Instructions to follow:
Gather all lines in the entries below that include the word "clicks".

Source data:
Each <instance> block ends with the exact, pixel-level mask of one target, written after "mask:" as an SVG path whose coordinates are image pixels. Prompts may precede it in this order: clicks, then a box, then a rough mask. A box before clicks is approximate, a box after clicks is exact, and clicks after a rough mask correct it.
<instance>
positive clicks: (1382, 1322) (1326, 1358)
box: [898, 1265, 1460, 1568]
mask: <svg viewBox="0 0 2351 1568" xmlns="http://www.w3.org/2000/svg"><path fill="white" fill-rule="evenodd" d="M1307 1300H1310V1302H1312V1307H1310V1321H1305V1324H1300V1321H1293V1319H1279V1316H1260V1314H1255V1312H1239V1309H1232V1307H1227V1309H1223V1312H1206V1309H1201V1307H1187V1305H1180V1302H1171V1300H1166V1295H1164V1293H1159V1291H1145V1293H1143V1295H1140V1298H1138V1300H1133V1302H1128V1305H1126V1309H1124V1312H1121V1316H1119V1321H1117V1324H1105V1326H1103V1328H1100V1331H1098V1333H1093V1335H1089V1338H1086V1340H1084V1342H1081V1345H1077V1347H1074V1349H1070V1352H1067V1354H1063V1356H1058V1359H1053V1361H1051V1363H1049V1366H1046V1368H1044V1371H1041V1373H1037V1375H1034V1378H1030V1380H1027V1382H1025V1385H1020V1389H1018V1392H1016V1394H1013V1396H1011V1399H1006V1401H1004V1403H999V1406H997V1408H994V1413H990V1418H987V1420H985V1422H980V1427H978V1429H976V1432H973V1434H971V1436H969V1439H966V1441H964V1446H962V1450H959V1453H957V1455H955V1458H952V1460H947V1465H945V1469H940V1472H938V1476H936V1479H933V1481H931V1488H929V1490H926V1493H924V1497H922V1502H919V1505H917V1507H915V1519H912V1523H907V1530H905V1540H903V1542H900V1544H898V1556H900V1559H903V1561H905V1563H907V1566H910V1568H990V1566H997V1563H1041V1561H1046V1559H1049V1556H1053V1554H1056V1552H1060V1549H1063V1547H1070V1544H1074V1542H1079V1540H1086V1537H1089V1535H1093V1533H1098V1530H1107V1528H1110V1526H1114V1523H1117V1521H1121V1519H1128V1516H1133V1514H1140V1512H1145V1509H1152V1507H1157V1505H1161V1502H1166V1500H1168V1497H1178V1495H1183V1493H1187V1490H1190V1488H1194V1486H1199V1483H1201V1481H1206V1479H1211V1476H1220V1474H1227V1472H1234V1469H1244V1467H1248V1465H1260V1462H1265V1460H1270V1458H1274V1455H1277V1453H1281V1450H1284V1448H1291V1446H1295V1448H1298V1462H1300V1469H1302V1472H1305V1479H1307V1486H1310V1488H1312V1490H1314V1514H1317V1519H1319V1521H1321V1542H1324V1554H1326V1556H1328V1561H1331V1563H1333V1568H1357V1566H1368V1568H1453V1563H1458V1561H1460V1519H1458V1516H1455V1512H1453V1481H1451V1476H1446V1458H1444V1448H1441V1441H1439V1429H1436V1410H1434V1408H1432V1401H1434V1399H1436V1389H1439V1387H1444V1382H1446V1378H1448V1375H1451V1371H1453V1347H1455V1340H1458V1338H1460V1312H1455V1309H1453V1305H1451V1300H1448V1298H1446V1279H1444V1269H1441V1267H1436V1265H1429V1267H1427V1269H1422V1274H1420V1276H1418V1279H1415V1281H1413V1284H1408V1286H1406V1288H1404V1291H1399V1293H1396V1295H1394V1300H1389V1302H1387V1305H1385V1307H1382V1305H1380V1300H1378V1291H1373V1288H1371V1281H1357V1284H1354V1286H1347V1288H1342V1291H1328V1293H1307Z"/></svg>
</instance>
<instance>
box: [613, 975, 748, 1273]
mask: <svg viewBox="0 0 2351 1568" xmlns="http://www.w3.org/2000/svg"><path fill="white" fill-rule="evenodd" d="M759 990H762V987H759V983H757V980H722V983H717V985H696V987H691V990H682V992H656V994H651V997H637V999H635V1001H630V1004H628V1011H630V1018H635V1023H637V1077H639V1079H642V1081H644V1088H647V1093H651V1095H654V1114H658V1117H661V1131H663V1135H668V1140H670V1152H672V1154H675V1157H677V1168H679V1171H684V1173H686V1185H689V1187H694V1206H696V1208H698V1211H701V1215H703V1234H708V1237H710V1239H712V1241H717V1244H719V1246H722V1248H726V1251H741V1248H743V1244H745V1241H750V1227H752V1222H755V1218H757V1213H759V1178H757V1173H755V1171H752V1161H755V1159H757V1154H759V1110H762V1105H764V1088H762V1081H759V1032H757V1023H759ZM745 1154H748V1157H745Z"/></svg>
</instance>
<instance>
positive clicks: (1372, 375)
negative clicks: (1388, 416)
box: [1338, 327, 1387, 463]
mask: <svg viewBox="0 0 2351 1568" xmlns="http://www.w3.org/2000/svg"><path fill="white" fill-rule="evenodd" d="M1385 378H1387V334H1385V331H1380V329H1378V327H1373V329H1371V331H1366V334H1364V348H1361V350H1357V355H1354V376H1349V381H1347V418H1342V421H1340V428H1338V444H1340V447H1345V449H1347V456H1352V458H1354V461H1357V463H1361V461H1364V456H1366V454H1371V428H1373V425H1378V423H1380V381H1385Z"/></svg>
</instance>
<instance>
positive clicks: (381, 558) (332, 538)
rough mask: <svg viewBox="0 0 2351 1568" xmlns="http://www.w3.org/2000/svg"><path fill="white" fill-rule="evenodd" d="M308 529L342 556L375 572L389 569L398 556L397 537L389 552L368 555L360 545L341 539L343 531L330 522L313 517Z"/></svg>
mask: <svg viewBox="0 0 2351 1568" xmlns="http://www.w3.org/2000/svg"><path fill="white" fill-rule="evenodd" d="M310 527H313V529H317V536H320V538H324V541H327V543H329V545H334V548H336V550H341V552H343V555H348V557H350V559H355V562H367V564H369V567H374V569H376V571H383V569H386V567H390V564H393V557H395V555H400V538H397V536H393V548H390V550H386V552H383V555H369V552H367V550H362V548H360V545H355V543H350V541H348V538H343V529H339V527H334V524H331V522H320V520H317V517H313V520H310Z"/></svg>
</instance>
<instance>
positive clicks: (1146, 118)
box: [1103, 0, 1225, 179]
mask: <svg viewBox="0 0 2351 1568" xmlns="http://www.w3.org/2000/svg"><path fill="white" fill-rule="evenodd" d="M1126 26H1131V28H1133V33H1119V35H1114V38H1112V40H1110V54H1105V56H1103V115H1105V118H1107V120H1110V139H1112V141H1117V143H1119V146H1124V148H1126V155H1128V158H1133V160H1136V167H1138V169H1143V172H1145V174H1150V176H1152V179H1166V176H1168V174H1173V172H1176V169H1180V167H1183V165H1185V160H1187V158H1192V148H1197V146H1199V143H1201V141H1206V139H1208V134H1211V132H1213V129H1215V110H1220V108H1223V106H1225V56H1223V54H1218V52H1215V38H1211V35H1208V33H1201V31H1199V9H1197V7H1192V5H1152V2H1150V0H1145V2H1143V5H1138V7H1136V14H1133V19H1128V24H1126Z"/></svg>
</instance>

Solved exercise:
Each <instance> block ends with the exact, pixel-level mask of one target, written after "mask:" as an SVG path whose coordinates are image pixels. Prompts may precede it in this order: clicks, then a box, then a rough mask. A box before clicks is approximate, a box after clicks is exact, and clicks after a rough mask correct it.
positive clicks: (1382, 1322) (1326, 1358)
positive clicks: (1372, 375)
negative clicks: (1388, 416)
positive clicks: (381, 558) (332, 538)
positive clicks: (1146, 118)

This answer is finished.